### Passage to read
****************************************

Thursday, September 13, 2012

Being what we want

After my return from my longest trip ever in the history of EVER, our family had to do some tweaking with a few things.  One of our kids continues to struggle with some very specific issues.  As many of you have done, we turned over every stone, we addressed things piece by piece and we have been seeking therapy for a significant amount of time.  Along with the therapist, we all agree we are dealing with something else and our approach to this child needs to change.

That can be somewhat of a relief and it can also be a little depressing.  When your family and your resources have been working their tail off and you look up a LONG time later to realize you're just spinning through the same cycle ... you feel like you're starting over.  You're not, but it sure feels like it.  It's also a good feeling for everyone to land on the same page and feel like you're getting closer to an answer.  More than anything, you all hope you are finding a way for your child to catch a break from their turmoil.

****************************************

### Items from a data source
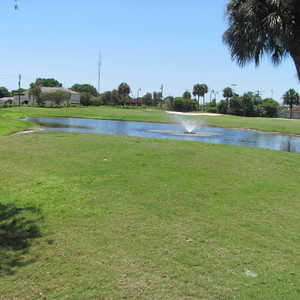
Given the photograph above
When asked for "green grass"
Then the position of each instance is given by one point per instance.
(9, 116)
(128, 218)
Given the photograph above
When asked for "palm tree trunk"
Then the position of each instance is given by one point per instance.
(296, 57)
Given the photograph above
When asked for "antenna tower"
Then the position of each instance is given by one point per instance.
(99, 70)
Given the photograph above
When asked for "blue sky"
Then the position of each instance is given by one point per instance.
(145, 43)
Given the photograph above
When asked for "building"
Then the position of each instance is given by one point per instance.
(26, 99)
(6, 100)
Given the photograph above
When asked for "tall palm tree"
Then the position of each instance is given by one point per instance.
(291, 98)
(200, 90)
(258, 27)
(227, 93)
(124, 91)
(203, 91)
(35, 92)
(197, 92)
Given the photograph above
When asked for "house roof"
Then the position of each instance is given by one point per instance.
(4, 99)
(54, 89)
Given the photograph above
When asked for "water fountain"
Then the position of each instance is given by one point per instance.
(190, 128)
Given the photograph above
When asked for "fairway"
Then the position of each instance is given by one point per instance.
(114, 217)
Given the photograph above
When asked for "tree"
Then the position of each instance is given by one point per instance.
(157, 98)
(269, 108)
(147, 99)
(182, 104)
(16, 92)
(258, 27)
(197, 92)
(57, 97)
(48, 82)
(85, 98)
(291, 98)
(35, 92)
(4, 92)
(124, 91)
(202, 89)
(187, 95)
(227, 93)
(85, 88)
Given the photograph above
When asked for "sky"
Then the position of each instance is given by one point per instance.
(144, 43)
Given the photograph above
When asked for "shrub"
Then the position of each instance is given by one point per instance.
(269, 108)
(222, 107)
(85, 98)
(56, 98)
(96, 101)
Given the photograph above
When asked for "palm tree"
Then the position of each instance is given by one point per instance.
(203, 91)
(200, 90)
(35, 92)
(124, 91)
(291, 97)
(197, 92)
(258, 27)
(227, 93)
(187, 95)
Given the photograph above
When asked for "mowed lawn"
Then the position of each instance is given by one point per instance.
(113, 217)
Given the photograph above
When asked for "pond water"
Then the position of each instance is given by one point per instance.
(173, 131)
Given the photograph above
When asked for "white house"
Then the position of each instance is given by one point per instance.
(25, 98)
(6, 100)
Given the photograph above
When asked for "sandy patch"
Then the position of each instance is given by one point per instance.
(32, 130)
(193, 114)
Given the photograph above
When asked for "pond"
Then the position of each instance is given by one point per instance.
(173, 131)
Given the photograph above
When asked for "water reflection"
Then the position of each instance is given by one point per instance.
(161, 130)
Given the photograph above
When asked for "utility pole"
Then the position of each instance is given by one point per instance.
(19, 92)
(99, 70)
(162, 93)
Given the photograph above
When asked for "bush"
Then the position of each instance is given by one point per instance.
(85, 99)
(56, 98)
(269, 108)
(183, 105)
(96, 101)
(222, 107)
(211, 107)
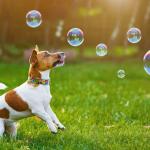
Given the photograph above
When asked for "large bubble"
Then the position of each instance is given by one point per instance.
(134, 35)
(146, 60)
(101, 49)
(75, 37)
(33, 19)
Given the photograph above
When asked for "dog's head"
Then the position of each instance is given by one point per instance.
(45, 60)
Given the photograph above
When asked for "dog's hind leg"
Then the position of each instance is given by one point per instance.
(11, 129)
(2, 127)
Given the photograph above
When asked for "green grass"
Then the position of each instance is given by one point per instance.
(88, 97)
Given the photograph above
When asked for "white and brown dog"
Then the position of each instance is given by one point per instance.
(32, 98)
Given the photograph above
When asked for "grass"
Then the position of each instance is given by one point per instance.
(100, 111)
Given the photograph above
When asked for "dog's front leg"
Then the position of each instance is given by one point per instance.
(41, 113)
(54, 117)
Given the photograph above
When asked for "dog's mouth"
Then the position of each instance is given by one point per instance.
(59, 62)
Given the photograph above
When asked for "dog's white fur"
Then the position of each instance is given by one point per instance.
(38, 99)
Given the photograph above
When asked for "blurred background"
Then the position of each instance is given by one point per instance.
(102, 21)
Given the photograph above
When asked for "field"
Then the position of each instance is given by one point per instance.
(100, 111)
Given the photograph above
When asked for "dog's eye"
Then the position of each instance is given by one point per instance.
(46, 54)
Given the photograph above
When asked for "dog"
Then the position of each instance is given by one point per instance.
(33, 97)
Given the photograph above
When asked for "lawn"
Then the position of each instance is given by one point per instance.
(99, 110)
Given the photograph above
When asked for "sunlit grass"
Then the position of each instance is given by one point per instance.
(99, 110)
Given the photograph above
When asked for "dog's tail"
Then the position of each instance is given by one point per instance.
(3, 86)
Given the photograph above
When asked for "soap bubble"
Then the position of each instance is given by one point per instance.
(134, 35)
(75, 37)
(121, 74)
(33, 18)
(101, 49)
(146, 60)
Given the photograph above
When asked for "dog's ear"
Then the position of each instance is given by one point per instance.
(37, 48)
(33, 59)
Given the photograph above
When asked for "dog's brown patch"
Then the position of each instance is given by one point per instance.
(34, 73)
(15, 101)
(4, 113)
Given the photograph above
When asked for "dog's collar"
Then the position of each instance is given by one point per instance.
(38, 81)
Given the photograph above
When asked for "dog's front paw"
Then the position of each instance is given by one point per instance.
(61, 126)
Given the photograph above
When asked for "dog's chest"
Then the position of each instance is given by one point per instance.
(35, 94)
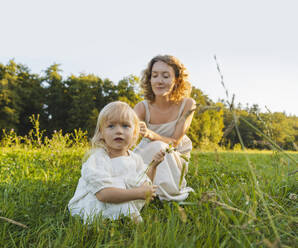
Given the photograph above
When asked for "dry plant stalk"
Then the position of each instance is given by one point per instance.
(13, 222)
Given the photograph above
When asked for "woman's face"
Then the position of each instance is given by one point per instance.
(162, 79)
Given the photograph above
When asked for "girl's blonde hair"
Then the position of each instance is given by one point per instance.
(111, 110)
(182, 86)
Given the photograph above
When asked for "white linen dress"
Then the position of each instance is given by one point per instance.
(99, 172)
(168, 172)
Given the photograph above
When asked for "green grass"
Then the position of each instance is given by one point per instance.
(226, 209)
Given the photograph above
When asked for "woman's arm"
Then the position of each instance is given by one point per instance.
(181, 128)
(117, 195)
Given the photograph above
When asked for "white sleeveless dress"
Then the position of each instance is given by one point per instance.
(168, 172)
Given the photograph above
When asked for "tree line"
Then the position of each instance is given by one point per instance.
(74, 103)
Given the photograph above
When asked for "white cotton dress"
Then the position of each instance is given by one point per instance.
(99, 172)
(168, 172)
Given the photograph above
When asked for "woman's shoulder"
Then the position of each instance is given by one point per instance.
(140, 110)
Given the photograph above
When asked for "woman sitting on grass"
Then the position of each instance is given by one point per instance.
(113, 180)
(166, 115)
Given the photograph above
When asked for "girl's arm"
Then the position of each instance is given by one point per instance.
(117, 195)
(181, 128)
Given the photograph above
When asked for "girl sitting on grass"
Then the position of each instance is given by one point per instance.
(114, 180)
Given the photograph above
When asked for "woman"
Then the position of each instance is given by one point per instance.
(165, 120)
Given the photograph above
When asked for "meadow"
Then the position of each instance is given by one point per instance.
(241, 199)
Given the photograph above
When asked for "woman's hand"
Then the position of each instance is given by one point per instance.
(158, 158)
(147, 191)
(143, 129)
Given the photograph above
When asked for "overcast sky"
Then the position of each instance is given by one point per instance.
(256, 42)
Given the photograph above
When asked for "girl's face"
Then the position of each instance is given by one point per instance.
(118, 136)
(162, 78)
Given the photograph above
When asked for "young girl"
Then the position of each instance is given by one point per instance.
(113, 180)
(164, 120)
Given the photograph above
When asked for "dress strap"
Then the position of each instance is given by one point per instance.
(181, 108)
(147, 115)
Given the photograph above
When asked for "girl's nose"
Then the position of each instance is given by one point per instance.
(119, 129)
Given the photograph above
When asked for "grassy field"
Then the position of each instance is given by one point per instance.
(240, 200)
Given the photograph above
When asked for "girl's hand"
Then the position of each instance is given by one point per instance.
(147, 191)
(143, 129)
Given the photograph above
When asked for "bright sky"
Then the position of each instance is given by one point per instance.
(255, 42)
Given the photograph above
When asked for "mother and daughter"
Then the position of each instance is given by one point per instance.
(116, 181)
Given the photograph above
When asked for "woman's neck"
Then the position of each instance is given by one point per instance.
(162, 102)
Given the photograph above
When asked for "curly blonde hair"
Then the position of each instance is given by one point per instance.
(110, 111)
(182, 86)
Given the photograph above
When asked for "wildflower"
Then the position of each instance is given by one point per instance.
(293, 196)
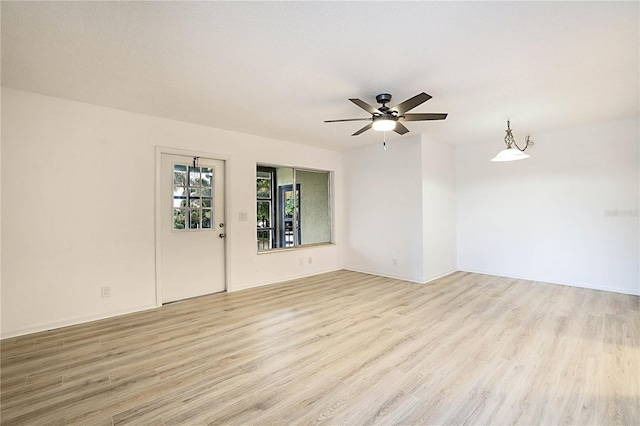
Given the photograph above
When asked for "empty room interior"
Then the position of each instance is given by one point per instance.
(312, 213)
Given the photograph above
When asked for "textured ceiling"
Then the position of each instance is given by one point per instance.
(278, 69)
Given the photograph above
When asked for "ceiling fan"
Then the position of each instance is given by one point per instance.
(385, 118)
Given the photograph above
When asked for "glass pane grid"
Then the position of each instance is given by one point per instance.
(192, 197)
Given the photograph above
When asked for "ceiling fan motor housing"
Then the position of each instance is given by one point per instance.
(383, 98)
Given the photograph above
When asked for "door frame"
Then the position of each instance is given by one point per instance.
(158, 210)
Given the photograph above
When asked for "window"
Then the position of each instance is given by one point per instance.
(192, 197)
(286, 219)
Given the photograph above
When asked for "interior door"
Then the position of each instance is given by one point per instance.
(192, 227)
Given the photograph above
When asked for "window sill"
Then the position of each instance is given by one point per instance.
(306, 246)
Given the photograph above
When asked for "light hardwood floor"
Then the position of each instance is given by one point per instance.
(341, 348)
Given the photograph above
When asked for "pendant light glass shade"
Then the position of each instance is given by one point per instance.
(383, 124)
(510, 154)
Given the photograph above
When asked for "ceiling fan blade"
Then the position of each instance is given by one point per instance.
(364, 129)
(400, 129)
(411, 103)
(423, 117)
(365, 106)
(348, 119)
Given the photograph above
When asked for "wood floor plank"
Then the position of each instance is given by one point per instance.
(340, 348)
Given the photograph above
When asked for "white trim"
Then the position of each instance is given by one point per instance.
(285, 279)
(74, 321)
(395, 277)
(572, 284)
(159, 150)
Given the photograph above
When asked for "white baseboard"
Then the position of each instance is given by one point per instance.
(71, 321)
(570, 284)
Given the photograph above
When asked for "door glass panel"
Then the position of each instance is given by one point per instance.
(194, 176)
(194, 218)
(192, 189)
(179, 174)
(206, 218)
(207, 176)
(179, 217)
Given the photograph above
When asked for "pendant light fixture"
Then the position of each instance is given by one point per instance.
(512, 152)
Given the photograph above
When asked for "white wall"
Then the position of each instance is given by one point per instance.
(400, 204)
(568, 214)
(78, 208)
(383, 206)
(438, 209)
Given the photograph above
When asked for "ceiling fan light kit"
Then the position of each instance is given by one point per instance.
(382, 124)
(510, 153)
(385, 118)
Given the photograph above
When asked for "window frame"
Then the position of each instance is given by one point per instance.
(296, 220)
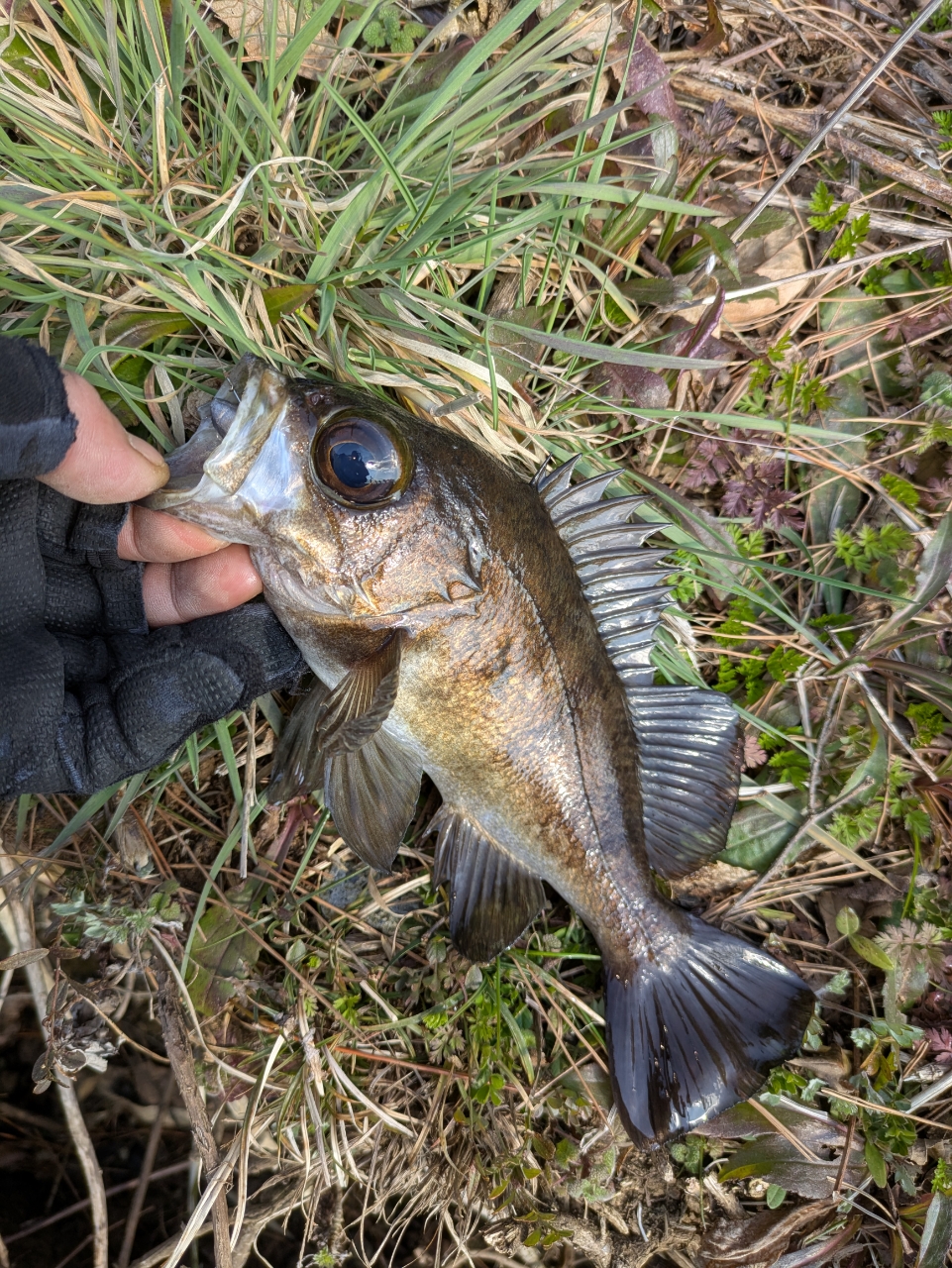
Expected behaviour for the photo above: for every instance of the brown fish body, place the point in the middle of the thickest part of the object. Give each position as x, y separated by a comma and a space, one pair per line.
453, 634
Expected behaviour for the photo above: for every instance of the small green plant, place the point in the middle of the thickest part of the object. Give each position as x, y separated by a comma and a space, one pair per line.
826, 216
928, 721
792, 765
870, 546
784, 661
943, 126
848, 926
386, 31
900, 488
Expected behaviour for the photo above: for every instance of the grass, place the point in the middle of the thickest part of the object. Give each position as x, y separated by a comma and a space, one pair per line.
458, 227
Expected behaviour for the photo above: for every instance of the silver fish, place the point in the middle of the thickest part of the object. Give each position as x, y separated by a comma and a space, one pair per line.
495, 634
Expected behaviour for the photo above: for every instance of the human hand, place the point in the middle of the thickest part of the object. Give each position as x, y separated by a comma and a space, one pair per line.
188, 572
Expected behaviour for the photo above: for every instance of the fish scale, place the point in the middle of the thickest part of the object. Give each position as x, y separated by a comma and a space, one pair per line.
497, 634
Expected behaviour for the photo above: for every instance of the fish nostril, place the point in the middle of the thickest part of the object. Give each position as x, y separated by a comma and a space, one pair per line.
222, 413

****************************************

### Set of tasks
[1] Transcribe the post about a child's struggles, starting at "After my return" and ending at "needs to change.".
[2] Write the next part of the post about a child's struggles, picking up right after its last sentence.
The listing has no connection to the post about a child's struggles.

### Solved problems
[1]
After my return from my longest trip ever in the history of EVER, our family had to do some tweaking with a few things.  One of our kids continues to struggle with some very specific issues.  As many of you have done, we turned over every stone, we addressed things piece by piece and we have been seeking therapy for a significant amount of time.  Along with the therapist, we all agree we are dealing with something else and our approach to this child needs to change.

[2]
In our tweaking and revamping and what-not, I have been absorbing some new resources.  I'm reading a lot from Dr. Russell Barkley.  You will both love and loathe this man.

As do I.

He has reminded me of what motivates me.  In one of his books, he asks parents to make a chart.  On one side you write all of the attributes of the best supervisor/boss you've ever had, and how they motivated you.  On the other side, of course, you write the attributes of the worst supervisor/boss in your history.

You all see where this is going, and in the words of one of my dearest friends, "Ohhh geeeez."

Some of our kids, indeed, cycle through behavioral patterns.  In the same way, we as parents begin our own patterns of reactive behavior.  Before we even realize it, we are stuck.  We have lost love and connection and patience.  We can't remember the last time we have had soft eyes or a kind voice.

When we are having a crappy time at home, in our sleep or in our hearts and minds, it comes out in our work.  That is precisely when we need a boss who understands that we can't always be "on."  We will work through it and push forward much faster if we feel heard and understood, even if we don't have the words to talk about it.  This is when we need a motivator - an encourager.  The supervisors we have had in our lives who respond this way are the bosses we still talk about.  They are the people who received our very best.  They are the people who accepted all of us and we knew it, and we were motivated to work harder for them.

Ay, ay, ay.  Is this the space we provide for our kids?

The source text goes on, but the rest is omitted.